[Start Selected extract]

Yea, looks like the issue was the packet dumps (note to self: leverage snapshots even for once-in-a-blue-moon OSS test VMs...), not the RAM. 512 MB and still getting these figures:

  • inv test 10.15s user 9.58s system 51% cpu 38.134 total
  • inv test 12.40s user 8.14s system 50% cpu 40.469 total
  • inv test 10.73s user 8.69s system 49% cpu 39.111 total

Starting here and working back up...Python 3 at 512 MB:

  • inv test 5.87s user 9.35s system 63% cpu 23.904 total
  • inv test 6.31s user 9.30s system 64% cpu 24.122 total
  • inv test 6.49s user 9.17s system 63% cpu 24.699 total

OK...clearly the issue is not "Linux" or even, probably, "Linux + Python 3" - Python 3's nearly 2x as fast as Python 2!

I am now running the Python 3 version of the test in a loop for 100 iterations just for sanity's sake but doubt I'll see anything.

So next is to try with --coverage, then variations of this on Ubuntu 12.04.

@bitprophet
Member

Ah, got ahead of myself. On the 12th iteration of the loop, the test run got stuck for hours. Will need to try this with Python 2 probably, but...yea.

EDIT: did it again (w/ Python 3) for science reasons, got stuck on 9th iteration this time.

Ran the same loop under Python 2, it got all the way to 100 iterations no problem. Good argument for it being Python 3 specific.

EDIT 2: Python 3 again and stuck at iteration 19. To confirm, this is without using --coverage. I wasn't tracking process output earlier but I am now; it got stuck at test_3_multiple_files, surprise! Time to take a closer look at that test.

@edk0
edk0 commented Nov 6, 2015

I believe this is due to the garbage collector choosing to fire while (a) a SSHClient is unreachable, and (b) a log message is being emitted.

The garbage collection runs "on top" of the thread writing the log message (retaining lock ownership), and promptly deletes the SSHClient, triggering its Transport's close via the ResourceManager (I've deleted some irrelevant frames):

  File "/usr/local/lib/python3.5/threading.py", line 1067, in join
    self._wait_for_tstate_lock(timeout=max(timeout, 0))
  File "/home/edk/src/paramiko/paramiko/transport.py", line 1536, in stop_thread
    self.join(10)
  File "/home/edk/src/paramiko/paramiko/transport.py", line 644, in close
    self.stop_thread()
  File "/home/edk/src/paramiko/paramiko/resource.py", line 60, in callback
    resource.close()

[End Selected extract]

◆ Work instructions ◆
**1)** In the forum thread about the hanging test run, which test was the Python 3 loop stuck on when it froze at iteration 19?
**2)** Extend the forum thread about the hanging test run, picking up right after its last line.

[Start Supplied information]

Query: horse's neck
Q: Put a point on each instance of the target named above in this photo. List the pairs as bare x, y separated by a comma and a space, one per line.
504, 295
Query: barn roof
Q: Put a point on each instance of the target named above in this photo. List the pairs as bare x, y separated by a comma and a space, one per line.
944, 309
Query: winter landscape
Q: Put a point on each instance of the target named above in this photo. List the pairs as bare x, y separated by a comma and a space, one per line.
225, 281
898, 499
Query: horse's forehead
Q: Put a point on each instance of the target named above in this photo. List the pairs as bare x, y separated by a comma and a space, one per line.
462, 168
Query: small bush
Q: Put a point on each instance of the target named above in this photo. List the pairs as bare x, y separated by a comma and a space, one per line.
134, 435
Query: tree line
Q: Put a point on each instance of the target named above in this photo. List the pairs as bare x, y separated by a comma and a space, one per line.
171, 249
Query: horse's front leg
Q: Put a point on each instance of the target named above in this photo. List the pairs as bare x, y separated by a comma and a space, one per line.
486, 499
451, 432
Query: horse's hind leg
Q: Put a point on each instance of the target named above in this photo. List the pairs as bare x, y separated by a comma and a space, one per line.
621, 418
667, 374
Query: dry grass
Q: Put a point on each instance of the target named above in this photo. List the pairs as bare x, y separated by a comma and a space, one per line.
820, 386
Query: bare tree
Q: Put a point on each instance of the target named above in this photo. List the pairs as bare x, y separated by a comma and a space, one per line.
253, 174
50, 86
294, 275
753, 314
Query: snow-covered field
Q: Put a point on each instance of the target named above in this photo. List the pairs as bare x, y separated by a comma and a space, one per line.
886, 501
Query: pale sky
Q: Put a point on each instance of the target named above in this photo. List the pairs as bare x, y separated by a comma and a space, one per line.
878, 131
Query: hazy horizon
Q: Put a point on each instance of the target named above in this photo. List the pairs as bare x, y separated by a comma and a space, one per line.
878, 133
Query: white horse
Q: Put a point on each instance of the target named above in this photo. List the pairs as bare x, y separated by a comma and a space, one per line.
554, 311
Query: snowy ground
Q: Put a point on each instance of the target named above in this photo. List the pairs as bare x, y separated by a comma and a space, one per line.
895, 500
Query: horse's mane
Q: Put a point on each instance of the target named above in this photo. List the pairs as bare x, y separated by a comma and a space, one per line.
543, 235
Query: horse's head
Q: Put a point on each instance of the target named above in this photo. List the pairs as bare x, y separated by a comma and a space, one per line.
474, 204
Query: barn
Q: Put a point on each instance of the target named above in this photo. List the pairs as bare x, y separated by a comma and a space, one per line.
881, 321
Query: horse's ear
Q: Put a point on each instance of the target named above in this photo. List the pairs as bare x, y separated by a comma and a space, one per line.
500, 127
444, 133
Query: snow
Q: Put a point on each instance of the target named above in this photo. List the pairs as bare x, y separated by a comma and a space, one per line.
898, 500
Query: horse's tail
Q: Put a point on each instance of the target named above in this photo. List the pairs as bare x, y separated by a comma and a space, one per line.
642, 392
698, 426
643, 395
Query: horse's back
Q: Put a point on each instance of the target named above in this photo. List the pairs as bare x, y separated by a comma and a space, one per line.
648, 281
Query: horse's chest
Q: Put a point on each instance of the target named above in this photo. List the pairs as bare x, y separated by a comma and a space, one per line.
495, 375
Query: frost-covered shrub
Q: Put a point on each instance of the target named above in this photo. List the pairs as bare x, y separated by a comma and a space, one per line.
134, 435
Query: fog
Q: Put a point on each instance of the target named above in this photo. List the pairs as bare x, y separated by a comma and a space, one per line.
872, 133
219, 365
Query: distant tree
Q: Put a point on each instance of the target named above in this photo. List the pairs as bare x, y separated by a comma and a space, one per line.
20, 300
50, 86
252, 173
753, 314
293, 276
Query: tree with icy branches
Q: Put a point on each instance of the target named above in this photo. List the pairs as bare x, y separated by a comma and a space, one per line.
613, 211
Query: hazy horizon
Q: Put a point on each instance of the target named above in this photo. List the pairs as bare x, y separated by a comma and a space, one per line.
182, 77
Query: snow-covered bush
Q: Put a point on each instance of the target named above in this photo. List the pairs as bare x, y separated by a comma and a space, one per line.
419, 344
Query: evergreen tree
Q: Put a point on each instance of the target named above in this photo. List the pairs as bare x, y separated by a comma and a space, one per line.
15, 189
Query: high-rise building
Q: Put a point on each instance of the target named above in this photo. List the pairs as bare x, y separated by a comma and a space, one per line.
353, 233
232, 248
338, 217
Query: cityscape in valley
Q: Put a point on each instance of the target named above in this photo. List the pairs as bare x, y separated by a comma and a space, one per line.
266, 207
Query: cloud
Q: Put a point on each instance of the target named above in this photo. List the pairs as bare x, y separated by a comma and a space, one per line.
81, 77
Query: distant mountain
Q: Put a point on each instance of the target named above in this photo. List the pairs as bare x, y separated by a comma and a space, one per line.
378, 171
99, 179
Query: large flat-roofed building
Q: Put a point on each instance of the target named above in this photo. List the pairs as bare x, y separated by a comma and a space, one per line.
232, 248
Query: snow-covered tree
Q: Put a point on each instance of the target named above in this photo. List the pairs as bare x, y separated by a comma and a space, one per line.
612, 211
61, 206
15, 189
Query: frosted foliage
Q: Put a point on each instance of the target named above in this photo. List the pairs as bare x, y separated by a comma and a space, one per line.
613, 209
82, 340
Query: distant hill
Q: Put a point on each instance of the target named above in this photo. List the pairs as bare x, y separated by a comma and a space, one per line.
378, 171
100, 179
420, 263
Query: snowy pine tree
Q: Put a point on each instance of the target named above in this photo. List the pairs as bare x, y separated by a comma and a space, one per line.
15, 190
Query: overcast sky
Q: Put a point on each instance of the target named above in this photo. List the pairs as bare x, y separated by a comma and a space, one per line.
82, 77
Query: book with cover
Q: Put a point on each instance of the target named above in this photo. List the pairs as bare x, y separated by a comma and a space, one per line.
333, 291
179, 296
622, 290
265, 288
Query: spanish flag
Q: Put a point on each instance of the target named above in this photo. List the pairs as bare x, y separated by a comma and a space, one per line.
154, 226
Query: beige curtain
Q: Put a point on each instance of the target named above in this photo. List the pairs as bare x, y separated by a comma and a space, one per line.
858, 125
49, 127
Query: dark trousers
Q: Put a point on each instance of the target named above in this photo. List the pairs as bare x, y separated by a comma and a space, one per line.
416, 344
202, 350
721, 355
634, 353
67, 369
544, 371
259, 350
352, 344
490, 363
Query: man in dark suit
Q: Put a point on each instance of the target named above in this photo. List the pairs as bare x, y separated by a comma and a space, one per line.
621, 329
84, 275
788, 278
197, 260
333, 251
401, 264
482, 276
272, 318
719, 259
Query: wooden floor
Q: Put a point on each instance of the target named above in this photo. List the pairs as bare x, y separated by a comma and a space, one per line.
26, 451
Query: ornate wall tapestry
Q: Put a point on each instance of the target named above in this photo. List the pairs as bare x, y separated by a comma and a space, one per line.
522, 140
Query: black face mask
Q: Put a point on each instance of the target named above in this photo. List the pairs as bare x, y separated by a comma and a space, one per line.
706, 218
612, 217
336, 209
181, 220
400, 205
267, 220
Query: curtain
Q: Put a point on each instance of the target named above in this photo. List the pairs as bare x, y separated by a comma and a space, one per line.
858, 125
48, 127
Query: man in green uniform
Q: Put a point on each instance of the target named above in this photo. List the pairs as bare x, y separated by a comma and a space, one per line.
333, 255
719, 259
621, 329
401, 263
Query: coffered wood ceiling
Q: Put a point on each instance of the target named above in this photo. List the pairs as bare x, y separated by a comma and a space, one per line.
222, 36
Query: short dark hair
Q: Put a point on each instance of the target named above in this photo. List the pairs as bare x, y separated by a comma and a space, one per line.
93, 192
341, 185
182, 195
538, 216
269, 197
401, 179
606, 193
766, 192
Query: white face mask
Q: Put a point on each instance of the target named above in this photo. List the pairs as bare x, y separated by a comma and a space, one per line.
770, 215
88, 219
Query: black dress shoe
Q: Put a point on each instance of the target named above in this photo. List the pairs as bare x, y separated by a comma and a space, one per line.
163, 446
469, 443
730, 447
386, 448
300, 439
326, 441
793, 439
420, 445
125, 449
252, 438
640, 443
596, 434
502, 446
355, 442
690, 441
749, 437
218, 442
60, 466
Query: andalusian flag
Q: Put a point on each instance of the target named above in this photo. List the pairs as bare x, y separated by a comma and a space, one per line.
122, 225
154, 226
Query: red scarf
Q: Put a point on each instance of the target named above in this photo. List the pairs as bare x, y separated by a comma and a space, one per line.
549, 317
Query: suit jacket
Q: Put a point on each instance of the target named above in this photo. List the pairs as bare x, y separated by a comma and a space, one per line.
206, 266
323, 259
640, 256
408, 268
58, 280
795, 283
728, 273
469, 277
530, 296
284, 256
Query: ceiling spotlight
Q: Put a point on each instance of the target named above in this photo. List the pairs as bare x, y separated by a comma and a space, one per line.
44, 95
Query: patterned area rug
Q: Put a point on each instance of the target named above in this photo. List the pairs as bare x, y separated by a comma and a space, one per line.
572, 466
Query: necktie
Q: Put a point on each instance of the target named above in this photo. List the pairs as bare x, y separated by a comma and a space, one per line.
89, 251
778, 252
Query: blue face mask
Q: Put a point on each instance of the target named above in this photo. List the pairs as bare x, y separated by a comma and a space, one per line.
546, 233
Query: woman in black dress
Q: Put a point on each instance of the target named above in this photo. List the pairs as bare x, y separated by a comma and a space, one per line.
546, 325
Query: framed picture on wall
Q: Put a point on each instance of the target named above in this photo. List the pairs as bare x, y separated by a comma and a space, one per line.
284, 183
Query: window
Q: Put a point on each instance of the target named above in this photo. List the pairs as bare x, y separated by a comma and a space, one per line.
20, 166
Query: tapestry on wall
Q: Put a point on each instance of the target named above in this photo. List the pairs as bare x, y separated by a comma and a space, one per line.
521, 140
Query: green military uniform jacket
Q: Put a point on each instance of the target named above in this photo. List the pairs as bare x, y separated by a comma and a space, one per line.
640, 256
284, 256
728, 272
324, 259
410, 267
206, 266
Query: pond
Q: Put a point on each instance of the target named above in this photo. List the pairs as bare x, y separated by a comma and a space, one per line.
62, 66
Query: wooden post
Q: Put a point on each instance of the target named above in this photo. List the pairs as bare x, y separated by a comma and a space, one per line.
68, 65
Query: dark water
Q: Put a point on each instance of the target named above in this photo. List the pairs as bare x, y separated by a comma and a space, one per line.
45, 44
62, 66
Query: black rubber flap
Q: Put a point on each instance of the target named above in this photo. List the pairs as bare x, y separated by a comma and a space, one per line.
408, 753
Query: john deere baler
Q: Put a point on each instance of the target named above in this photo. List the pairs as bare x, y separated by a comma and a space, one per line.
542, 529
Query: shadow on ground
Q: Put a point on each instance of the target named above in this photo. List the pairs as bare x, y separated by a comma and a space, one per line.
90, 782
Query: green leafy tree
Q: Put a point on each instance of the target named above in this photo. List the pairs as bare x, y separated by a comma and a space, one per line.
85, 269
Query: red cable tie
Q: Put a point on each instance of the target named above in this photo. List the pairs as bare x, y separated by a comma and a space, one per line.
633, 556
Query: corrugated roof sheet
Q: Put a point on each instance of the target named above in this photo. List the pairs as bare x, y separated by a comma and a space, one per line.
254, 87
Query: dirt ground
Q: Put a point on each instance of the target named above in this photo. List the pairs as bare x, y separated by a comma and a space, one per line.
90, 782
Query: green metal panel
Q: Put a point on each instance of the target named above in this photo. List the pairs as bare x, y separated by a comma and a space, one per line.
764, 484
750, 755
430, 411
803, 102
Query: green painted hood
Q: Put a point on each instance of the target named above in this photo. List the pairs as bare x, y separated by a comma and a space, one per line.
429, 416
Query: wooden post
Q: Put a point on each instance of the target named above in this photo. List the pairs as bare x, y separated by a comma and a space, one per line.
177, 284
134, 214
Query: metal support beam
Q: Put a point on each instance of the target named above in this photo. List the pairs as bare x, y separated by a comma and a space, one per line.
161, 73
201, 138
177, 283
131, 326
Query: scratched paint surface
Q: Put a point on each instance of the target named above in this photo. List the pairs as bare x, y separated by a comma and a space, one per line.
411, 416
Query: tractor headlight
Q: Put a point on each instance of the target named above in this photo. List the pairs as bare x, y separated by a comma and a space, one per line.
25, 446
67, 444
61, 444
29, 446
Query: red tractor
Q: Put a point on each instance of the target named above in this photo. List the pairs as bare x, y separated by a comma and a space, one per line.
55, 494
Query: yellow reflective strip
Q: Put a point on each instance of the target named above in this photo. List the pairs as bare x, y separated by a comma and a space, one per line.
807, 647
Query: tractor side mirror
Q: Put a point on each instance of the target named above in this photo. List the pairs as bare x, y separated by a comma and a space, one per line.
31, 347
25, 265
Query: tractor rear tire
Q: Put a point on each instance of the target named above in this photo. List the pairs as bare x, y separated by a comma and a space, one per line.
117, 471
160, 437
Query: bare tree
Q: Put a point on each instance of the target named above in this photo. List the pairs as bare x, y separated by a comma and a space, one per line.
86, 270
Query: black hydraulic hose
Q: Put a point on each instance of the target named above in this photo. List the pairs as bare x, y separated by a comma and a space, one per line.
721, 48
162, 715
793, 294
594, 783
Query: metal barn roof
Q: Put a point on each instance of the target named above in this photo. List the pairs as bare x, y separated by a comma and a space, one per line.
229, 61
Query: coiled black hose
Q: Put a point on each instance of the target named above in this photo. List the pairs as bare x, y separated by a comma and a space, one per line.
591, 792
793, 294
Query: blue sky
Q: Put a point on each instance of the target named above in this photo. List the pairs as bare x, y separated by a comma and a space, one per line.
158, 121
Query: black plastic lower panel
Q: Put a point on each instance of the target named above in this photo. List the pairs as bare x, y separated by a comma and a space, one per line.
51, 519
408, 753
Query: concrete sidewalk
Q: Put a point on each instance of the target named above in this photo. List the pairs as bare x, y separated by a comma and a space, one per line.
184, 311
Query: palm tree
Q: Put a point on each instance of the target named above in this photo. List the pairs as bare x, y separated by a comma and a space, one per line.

[End Supplied information]

◆ Exercise results ◆
**1)** test_3_multiple_files

**2)**
  Garbage-collecting
  <built-in method flush of _io.BufferedWriter object at remote 0x7f2daeacb888>
  File "/usr/local/lib/python3.5/logging/__init__.py", line 964, in flush
    self.stream.flush()
  File "/usr/local/lib/python3.5/logging/__init__.py", line 984, in emit
    self.flush()
  File "/usr/local/lib/python3.5/logging/__init__.py", line 855, in handle
    self.emit(record)
…

However the transport in question wants to emit a log message before it closes:

  <built-in method acquire of _thread.RLock object at remote 0x7f2db3a23660>
  File "/usr/local/lib/python3.5/logging/__init__.py", line 804, in acquire
    self.lock.acquire()
  File "/usr/local/lib/python3.5/logging/__init__.py", line 853, in handle
    self.acquire()
  File "/usr/local/lib/python3.5/logging/__init__.py", line 1487, in callHandlers
    hdlr.handle(record)
  File "/usr/local/lib/python3.5/logging/__init__.py", line 1425, in handle
    self.callHandlers(record)
  File "/usr/local/lib/python3.5/logging/__init__.py", line 1415, in _log
    self.handle(record)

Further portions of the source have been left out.